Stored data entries

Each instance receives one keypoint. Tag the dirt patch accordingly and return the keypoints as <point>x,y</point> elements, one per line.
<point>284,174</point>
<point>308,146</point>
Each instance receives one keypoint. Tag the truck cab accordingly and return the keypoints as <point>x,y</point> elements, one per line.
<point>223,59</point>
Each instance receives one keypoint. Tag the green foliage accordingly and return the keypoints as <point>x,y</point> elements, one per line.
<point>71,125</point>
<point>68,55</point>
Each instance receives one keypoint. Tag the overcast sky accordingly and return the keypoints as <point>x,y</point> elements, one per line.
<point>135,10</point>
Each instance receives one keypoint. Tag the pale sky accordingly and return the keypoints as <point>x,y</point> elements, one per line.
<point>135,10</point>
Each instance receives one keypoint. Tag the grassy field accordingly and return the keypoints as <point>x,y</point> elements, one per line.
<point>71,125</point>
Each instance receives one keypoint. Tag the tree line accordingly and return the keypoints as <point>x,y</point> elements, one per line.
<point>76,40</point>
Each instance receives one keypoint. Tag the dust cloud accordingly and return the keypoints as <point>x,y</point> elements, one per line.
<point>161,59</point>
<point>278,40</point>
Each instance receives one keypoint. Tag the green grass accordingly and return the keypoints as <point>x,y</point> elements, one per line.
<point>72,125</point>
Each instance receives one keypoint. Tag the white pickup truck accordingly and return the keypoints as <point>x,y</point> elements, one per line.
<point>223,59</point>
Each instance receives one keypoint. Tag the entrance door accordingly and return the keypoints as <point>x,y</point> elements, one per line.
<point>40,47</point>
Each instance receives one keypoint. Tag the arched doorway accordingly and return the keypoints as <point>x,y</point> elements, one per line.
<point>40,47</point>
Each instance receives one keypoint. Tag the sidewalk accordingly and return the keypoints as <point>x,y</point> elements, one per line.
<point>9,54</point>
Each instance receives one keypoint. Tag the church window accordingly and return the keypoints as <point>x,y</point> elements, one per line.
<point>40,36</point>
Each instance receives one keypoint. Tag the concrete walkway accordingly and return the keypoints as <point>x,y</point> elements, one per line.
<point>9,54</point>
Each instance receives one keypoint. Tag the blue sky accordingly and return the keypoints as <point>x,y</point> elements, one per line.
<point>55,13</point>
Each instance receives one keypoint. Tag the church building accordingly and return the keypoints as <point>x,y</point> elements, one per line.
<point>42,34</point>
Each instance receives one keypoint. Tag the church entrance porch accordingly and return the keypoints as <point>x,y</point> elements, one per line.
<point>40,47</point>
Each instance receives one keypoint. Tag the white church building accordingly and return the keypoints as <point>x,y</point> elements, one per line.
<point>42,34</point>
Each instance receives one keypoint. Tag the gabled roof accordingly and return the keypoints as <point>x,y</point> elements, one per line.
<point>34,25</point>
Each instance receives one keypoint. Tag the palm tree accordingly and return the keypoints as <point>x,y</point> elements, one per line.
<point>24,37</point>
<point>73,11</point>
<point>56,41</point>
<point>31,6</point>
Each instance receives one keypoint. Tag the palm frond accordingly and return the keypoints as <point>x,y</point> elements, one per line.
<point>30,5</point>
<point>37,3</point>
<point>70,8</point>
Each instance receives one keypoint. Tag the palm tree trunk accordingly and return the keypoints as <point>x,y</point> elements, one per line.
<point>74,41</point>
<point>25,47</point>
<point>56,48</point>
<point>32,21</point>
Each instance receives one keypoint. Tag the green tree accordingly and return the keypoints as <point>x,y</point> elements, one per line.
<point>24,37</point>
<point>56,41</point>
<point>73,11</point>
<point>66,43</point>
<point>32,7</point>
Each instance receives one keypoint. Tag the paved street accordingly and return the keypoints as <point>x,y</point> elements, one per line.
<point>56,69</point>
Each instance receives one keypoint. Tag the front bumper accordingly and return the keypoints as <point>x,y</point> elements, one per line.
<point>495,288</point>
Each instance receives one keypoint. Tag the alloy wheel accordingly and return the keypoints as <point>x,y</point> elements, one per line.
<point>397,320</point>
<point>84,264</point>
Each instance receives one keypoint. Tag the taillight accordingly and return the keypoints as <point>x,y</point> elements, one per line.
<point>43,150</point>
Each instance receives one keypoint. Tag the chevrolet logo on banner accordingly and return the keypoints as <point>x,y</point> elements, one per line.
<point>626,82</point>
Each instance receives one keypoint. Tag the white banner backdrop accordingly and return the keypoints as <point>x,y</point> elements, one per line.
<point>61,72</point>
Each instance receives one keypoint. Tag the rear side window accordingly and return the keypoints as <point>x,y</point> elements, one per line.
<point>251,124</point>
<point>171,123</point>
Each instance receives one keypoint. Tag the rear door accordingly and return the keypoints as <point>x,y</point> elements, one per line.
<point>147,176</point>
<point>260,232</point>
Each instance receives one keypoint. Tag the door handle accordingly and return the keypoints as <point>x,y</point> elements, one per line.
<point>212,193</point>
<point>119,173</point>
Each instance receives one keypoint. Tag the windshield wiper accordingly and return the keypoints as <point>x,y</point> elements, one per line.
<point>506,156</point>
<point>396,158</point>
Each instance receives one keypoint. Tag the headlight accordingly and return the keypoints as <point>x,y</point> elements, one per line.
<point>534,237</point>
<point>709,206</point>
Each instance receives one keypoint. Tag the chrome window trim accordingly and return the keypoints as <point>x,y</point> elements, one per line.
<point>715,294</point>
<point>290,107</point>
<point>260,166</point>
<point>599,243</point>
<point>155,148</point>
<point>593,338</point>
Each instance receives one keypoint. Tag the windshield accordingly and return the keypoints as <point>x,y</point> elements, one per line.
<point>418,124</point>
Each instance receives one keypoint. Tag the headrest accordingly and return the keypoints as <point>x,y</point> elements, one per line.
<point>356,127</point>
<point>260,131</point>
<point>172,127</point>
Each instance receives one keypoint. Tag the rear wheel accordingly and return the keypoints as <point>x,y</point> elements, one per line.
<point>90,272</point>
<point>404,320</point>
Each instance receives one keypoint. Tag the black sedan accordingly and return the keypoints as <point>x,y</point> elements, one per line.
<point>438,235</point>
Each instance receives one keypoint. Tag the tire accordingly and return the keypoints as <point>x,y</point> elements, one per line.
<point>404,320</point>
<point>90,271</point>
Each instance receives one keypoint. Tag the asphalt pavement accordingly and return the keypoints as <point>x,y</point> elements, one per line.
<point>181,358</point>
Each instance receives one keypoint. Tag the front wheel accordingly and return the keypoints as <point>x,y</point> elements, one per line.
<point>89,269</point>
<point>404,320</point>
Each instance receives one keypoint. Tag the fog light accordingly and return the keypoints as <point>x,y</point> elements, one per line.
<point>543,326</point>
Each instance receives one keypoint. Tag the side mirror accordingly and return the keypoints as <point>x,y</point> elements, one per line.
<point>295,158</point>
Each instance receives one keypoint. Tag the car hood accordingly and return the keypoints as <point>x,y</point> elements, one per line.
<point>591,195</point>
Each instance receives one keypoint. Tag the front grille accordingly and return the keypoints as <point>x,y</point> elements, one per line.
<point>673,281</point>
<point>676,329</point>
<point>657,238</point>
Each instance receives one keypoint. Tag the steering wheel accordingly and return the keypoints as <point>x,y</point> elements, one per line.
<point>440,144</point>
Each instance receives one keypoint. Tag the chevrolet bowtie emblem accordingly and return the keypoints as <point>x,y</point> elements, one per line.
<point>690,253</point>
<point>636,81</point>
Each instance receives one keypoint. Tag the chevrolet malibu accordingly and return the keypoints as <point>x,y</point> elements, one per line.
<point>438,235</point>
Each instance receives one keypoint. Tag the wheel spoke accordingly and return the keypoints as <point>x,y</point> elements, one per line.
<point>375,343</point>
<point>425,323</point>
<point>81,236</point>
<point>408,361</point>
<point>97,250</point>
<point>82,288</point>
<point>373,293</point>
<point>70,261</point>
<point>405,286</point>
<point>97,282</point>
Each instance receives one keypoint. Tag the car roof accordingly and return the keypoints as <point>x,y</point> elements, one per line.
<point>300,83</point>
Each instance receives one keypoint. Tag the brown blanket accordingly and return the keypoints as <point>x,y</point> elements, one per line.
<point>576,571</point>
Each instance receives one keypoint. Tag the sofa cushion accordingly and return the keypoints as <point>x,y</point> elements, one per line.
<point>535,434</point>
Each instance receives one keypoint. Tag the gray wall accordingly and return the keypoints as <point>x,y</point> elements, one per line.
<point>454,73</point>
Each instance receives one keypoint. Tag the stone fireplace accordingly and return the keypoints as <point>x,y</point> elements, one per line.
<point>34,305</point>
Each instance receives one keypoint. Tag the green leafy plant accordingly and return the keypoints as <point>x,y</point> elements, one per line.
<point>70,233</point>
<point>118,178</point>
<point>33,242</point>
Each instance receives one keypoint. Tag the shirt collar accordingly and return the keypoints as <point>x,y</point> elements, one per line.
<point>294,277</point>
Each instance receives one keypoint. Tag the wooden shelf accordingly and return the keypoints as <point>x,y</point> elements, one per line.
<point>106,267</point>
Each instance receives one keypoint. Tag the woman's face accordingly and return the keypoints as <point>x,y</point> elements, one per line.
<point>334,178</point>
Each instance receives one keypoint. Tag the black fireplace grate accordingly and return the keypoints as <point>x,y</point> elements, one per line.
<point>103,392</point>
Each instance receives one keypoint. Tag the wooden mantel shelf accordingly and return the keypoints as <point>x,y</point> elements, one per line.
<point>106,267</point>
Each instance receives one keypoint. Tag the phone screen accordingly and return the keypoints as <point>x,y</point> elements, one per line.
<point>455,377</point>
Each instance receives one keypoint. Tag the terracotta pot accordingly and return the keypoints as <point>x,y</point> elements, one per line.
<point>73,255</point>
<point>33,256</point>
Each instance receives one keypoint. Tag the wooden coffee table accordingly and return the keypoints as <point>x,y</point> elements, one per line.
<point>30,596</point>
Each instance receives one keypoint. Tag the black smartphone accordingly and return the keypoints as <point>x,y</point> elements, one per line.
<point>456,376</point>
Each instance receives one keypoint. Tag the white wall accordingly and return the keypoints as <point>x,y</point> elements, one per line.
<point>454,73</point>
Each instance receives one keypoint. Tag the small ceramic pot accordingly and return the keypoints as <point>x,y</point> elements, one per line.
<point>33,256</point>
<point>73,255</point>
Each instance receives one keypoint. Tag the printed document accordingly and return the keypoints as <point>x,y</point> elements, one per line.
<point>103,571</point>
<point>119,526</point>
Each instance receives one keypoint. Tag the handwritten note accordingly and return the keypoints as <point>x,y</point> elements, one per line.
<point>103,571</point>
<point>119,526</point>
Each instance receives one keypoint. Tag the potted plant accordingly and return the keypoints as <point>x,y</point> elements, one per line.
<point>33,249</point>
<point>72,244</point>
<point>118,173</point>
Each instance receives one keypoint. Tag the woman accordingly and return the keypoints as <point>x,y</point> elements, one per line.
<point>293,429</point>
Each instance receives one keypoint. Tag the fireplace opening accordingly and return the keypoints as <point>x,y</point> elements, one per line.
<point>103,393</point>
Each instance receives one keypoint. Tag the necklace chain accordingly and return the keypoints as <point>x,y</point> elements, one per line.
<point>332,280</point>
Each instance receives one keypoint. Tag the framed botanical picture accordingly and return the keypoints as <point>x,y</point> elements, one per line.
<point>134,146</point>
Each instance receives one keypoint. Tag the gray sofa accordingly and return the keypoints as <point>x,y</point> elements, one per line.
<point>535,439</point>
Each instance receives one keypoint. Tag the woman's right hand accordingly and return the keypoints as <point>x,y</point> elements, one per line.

• **TASK DIRECTIONS**: Write out the material verbatim from the line that contains "Each instance receives one keypoint. Tag the grassy" through the line that contains "<point>278,40</point>", both lines included.

• **PROBLEM SOLUTION**:
Each instance receives one keypoint. Tag the grassy field accordingly and return the keypoints as <point>x,y</point> elements, one per line.
<point>71,125</point>
Each instance receives one keypoint. Tag the tree line accordingly and return the keypoints as <point>x,y</point> elements, one per line.
<point>76,40</point>
Each instance receives one keypoint. Tag the dust cloud accordingly and return the keypoints as <point>x,y</point> elements, one per line.
<point>161,59</point>
<point>278,40</point>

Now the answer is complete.